**Page extract**

Monday, July 25, 2011

Problems With an Aging — and Angry — Parent

Posted By on Mon, Jul 25, 2011 at 9:12 AM

Dear Jack,

I am the youngest of three kids. My mom died several years ago and my dad has been living on his own. As the only child still living in Memphis, it was up to me to keep tabs on him, but that was pretty easy. He stayed active, involved in his church, had many friends, walked every day at the gym, worked in his garden. He was happy.

Then he injured his back while cutting some tree limbs. Early into the physical therapy after the surgery, he blew out his knee and had to have a knee replacement. He’s been in an assisted living place ever since.

The other day I went to see him. He begged me to take him home. He said he couldn’t live there anymore, he wanted to go home and die. When I refused, he ordered me out. Then my brother calls me and asks me why I’m forcing Dad to live in a place where they mistreat him. My sister calls and asks if she is going to have to come back and take care of Dad since I clearly seem incapable of handling it.

I tried to explain to them that Dad can’t even get out of bed, and his doctor says he isn’t ready to come home. He has not recovered and is not recovering because he isn’t trying to recover. He won’t do the basic physical therapy that would get him back on his feet.

Of course they don’t believe me, I think because I am the youngest and have a history of being nearly useless. I’m not that kid anymore, but they can’t see it. I don’t know what Dad has told them about me and about the place where he’s living, but it’s pretty clear he’s trying to guilt them into coming back to Memphis to take care of him. The things he has said to me have been hateful. He used to not be this way. He used to be a man I admired, but now he has turned into this shrieking creature who won’t even let me visit unless I promise to take him home. What can I do?

**Data extract**
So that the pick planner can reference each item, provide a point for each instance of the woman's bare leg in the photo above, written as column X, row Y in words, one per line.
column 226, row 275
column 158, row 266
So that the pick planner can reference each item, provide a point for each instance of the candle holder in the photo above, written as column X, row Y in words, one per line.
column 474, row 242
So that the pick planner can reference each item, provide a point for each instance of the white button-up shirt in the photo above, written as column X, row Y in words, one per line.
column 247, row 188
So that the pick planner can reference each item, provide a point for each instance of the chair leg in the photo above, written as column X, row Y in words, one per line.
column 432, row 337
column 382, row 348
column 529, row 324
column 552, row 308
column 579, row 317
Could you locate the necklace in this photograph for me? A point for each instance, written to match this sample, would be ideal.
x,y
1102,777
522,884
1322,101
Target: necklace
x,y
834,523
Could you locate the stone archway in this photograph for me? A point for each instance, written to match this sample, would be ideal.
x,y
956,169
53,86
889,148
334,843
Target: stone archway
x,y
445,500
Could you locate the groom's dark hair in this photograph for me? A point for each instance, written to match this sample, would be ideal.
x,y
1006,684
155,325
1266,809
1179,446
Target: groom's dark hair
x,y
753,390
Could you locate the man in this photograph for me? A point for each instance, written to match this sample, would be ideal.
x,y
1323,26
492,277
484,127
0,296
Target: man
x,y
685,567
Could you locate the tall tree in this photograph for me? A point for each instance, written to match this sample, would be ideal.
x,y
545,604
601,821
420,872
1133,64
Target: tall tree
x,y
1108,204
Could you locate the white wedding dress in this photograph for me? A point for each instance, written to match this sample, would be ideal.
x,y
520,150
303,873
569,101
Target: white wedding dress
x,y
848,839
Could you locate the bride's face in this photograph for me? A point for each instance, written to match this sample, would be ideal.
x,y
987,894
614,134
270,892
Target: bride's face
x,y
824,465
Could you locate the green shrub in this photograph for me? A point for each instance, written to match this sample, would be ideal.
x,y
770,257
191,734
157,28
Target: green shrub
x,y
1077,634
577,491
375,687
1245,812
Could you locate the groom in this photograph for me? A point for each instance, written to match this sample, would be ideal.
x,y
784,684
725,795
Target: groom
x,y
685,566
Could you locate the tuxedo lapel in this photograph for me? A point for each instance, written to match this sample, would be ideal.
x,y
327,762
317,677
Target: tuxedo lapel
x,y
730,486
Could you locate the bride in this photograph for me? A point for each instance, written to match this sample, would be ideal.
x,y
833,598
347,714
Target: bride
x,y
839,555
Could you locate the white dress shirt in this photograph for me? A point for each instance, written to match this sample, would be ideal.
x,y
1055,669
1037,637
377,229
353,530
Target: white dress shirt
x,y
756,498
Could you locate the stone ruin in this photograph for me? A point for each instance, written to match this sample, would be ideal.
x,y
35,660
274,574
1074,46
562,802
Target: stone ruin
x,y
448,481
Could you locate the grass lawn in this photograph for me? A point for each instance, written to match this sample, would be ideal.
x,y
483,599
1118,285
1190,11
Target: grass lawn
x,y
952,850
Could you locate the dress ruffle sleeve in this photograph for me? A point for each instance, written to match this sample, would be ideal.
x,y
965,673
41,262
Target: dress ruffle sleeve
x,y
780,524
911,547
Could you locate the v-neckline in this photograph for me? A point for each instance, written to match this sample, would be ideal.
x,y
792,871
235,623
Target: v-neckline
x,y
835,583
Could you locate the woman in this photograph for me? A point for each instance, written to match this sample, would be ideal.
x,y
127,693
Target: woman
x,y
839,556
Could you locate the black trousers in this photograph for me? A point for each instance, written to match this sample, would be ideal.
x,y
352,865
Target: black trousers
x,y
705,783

**Brief 1**
Retype the aging-parent letter between "The other day" and "of handling it.", inclusive.
**Brief 2**
Answer these questions about the letter on the aging parent:
(a) What was the father doing when he injured his back?
(b) What operation did he need after hurting his knee during physical therapy?
(c) What did the writer's sister ask on the phone?
**Brief 3**
Proceed with the letter about the aging and angry parent from the point where it stops.
The data has no connection to the text above it.

**Exercise output 1**
The other day I went to see him. He begged me to take him home. He said he couldn’t live there anymore, he wanted to go home and die. When I refused, he ordered me out. Then my brother calls me and asks me why I’m forcing Dad to live in a place where they mistreat him. My sister calls and asks if she is going to have to come back and take care of Dad since I clearly seem incapable of handling it.

**Exercise output 2**
(a) Cutting some tree limbs.
(b) A knee replacement.
(c) Whether she would have to come back and take care of Dad, since the writer seemed incapable of handling it.

**Exercise output 3**
Unfortunate Son

Dear Whipping Boy,

Pain changes people. Your father is probably scared to death by what he has gone through and his inability to easily bounce back from injury, maybe for the first time in his life. He feels helpless, so he lashes out. Your brother and sister feel helpless to help him, so they lash out. All these blows land on you. You must bear them.

You’re going to have to be the grownup in the family now. Are you over the age of eighteen? Then he can’t order you from his room. Step number one to resolving this situation is to stop letting your dad and your older siblings push you around.

You have to be strong for your father. Do you have kids? Right now, your Dad is your child. He’s your responsibility and you have to be the one who makes him do what is good for him, no matter how much he whines or cries or complains. You can help ease his acceptance of your dominance (to be perfectly blunt) by making sure the grass gets cut and the garden weeded. The next time your sister calls, tell her, fine, come on home – the yard needs mowing.

At the same time, you can’t treat your dad like a child, because that’s what he wants. He’s hurting and he wants someone to make it go away. That’s why he wants to go home, to the place where he’s always felt safe and in control. He’s not in control in the hospital. He’s scared, and he’ll do whatever it takes to escape. The lashing out is not personal. He’s just human.

Finally, he needs a good talking to, almost an intervention. I’d try to get the help of one or two of his friends, maybe his pastor or priest, and his doctor and nurses. This intervention absolutely must be led by you – the friends, doctors, and priests are there for backup. Let it be known that he can go home when his doctor says he is ready, and not one day sooner. That means weeks of painful physical therapy, but his doctor can help him manage the pain. If he does the work, he’ll get to go home, but if he doesn’t, if he stays in that bed, he may never get out of it.

With physical therapy, he will start to regain control of his body and his situation. He’ll feel strong again, master of his own destiny. He’ll have something to work toward, a goal to motivate him. This will restore his confidence and ease his fears. In time, you’ll see him transform back into the man you used to know.